**Set problem**
Return, unchanged, the part of the material that opens with the line containing "Mark the region of each instance of the **harrow" and runs through the end of the material, including both ends.

*****

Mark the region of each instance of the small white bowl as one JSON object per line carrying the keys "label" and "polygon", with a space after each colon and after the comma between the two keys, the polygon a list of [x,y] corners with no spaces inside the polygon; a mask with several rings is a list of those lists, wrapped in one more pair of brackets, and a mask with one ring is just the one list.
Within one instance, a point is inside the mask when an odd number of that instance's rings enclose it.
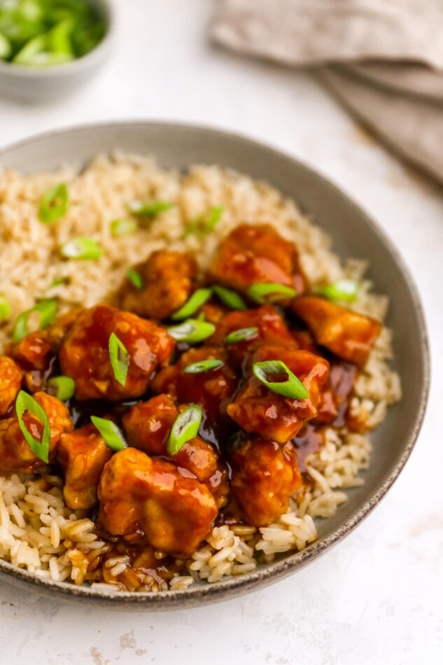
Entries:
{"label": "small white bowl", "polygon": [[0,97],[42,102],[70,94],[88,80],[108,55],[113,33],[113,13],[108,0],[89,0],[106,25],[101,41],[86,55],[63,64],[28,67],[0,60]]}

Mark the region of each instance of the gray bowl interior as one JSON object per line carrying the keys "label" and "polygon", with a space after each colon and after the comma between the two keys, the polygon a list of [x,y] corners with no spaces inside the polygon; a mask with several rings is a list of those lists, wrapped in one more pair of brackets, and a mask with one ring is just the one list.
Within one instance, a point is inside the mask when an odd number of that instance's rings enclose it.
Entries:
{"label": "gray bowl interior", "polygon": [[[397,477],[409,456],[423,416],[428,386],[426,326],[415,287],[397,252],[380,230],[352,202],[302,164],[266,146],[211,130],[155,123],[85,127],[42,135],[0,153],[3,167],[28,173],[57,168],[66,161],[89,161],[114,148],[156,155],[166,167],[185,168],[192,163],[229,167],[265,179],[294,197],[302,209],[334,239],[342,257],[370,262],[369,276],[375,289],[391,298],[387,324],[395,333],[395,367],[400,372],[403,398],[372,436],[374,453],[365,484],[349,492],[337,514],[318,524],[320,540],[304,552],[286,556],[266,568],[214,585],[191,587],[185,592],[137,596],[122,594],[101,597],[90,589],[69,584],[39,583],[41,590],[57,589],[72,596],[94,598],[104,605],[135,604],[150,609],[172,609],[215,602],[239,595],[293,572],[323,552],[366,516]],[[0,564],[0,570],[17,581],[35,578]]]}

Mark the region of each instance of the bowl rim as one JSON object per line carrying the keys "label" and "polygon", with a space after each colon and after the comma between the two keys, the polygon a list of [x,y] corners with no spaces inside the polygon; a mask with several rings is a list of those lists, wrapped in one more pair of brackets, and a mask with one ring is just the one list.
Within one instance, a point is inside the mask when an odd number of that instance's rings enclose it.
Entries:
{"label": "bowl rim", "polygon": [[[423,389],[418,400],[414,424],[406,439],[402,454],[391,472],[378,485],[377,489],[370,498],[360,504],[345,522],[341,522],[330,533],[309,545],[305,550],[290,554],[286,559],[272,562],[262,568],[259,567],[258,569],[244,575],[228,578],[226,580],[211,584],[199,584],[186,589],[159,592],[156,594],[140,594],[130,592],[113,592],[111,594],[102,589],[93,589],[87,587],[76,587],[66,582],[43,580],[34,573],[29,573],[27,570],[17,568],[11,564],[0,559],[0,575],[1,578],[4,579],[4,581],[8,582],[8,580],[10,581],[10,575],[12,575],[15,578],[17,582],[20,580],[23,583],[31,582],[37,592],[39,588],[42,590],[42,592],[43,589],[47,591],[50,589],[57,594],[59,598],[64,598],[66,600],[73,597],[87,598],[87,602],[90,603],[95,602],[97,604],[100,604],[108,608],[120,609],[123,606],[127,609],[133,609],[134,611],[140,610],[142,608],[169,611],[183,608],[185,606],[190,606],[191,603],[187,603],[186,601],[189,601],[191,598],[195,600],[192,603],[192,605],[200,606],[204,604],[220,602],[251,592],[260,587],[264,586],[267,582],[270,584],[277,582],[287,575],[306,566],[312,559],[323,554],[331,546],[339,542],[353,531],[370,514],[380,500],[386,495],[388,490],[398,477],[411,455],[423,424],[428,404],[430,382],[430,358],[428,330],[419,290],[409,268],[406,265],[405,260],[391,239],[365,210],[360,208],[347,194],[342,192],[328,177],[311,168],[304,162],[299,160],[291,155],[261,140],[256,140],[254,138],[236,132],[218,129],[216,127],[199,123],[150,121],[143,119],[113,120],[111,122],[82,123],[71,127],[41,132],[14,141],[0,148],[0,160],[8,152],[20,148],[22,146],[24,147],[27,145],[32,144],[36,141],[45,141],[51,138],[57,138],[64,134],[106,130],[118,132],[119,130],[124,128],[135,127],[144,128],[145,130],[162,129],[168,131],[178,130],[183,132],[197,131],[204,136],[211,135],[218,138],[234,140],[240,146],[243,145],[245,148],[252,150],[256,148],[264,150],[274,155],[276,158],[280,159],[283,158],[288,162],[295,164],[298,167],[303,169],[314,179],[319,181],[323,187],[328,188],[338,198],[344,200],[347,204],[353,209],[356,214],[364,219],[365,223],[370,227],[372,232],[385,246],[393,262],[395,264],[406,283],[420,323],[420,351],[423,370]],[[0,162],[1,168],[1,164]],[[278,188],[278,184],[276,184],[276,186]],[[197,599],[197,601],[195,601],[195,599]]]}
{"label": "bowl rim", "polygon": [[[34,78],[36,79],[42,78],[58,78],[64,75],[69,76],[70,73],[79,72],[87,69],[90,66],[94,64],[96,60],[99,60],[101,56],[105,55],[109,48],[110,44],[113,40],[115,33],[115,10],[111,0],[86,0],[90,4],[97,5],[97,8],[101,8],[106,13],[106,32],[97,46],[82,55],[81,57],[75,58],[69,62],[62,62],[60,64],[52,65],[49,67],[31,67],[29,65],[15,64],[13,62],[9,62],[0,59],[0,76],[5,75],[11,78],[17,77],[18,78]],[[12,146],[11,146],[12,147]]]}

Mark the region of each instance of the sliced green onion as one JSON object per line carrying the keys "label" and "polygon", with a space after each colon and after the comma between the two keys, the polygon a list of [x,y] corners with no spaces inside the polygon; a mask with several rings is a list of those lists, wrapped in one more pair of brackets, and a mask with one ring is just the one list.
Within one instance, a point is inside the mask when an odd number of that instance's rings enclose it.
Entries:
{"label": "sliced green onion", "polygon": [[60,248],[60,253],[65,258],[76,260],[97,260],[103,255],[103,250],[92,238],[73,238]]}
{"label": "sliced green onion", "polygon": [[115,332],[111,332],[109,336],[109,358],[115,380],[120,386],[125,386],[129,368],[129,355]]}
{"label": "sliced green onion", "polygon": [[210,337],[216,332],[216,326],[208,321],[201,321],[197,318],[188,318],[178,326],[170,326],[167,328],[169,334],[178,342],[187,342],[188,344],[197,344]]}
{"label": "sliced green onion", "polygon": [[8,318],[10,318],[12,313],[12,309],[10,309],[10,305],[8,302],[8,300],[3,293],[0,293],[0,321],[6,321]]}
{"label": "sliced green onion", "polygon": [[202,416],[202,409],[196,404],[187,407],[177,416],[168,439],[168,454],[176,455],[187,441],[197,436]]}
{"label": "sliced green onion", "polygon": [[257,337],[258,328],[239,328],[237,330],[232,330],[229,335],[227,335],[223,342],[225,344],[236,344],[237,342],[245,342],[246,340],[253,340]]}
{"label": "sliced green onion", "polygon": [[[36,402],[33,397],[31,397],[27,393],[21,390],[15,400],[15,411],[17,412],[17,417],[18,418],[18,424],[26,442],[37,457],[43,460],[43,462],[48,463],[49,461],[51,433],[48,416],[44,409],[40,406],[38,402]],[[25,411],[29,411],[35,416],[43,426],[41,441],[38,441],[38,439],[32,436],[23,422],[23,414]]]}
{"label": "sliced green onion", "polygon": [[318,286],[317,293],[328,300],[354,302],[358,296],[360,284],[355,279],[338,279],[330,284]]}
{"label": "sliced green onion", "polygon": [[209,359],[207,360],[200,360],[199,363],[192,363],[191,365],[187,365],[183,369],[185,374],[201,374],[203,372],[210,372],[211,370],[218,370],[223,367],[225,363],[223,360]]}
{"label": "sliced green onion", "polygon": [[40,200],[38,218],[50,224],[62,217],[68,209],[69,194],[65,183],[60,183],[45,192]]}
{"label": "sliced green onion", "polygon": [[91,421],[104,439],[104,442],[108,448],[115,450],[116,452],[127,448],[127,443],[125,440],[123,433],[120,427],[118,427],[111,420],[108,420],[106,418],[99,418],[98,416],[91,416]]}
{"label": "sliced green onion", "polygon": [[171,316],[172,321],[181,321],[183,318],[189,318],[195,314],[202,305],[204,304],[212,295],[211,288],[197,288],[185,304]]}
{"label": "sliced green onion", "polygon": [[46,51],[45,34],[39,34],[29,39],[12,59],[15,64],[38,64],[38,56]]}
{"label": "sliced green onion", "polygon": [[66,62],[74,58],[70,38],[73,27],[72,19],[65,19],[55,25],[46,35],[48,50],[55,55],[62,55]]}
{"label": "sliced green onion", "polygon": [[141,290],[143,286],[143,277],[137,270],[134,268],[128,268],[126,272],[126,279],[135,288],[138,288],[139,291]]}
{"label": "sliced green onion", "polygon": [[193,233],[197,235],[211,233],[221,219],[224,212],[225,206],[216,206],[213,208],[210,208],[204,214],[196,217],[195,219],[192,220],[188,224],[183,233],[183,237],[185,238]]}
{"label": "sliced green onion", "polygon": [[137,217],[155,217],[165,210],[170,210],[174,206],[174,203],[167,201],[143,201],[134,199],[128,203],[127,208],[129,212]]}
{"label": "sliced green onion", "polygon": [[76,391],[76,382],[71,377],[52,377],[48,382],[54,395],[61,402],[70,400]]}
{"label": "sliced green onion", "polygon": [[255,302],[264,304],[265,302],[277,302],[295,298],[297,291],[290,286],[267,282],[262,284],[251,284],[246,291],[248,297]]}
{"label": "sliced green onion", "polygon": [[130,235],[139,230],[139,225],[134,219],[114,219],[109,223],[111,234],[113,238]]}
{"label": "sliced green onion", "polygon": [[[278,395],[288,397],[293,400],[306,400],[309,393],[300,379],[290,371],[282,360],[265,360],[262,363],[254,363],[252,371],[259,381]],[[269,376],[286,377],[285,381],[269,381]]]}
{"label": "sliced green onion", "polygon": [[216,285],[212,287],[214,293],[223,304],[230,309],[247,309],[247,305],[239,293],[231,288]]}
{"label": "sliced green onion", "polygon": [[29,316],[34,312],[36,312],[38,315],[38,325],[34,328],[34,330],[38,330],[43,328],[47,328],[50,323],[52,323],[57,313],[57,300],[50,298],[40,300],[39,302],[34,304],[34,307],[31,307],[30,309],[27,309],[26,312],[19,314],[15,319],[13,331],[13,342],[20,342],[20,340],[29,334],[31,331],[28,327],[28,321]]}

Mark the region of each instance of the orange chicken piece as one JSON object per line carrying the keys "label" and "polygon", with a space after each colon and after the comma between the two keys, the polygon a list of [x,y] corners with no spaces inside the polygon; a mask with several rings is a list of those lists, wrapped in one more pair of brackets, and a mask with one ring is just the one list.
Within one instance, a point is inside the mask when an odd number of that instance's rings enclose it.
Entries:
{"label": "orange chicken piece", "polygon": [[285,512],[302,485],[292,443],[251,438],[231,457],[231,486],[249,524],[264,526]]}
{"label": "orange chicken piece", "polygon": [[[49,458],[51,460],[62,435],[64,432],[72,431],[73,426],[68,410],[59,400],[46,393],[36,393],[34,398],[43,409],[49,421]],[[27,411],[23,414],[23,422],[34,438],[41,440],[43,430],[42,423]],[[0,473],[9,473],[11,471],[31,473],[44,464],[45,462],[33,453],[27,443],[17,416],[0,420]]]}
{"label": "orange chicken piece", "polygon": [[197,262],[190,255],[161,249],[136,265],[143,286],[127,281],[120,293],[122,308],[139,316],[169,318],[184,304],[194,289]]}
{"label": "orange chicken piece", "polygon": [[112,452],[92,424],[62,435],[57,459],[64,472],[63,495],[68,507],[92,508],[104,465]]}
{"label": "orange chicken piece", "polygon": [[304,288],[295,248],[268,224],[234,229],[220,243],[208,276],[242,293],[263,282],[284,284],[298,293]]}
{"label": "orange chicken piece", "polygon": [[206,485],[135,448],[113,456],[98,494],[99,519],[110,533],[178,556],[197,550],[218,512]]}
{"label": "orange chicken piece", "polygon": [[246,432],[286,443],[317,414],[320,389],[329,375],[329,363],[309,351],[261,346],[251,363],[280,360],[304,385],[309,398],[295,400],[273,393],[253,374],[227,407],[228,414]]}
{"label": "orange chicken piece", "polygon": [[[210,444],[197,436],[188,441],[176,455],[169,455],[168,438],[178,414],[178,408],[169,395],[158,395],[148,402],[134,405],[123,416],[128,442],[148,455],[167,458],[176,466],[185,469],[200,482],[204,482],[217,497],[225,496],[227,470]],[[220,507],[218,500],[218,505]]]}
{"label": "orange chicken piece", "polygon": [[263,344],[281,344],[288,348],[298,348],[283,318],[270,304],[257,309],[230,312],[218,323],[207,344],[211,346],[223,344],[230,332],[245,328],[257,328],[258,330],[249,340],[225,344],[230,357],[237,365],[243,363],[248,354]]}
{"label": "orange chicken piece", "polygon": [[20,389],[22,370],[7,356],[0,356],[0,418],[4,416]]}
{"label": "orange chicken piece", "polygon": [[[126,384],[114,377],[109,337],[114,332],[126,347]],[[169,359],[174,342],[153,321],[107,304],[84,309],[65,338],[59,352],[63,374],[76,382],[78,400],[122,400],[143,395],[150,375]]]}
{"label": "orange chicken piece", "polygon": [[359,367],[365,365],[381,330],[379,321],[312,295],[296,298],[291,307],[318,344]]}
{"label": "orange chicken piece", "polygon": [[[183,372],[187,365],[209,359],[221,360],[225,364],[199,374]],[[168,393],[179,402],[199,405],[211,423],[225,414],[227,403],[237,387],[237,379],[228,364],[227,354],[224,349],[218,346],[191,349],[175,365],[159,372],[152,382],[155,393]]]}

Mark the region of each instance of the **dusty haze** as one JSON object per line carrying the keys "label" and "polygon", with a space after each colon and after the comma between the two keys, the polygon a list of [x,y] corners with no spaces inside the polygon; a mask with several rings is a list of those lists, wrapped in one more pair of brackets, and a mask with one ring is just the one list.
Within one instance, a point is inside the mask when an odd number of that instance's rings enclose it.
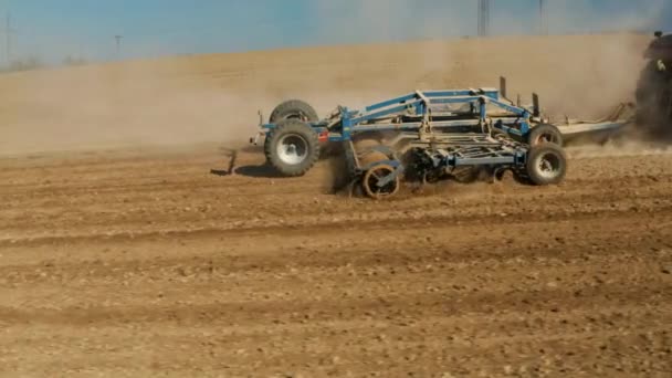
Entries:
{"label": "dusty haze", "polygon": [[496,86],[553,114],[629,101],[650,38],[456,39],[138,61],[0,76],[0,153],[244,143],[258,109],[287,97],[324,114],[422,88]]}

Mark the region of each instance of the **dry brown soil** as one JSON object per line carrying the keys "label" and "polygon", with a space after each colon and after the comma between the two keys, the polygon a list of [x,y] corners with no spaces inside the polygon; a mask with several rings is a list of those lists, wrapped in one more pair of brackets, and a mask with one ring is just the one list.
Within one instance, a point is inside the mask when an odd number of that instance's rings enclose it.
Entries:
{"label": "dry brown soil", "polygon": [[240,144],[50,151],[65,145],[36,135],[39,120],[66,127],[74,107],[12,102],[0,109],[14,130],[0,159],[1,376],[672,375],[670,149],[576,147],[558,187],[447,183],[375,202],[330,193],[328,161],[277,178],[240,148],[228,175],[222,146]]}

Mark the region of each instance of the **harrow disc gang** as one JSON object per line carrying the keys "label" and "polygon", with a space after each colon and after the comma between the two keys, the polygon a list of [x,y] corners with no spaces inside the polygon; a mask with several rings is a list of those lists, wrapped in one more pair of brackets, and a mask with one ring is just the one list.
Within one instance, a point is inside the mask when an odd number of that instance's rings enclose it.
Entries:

*****

**Full output**
Mark the region of each instance of the **harrow disc gang** as one JSON object per line carrying the keys "label" and "polygon", with a space after each colon and after the comma between the two keys, the polygon a list of [x,y] corners with no spaces inside the polygon; a mask with several rings is a list of those lists, wrapped in one more pair of brackets, and a mask with one ring is just the one list.
Within one instance, a point is inside the mask when an odd number of that instance's rings enclose it.
Entries:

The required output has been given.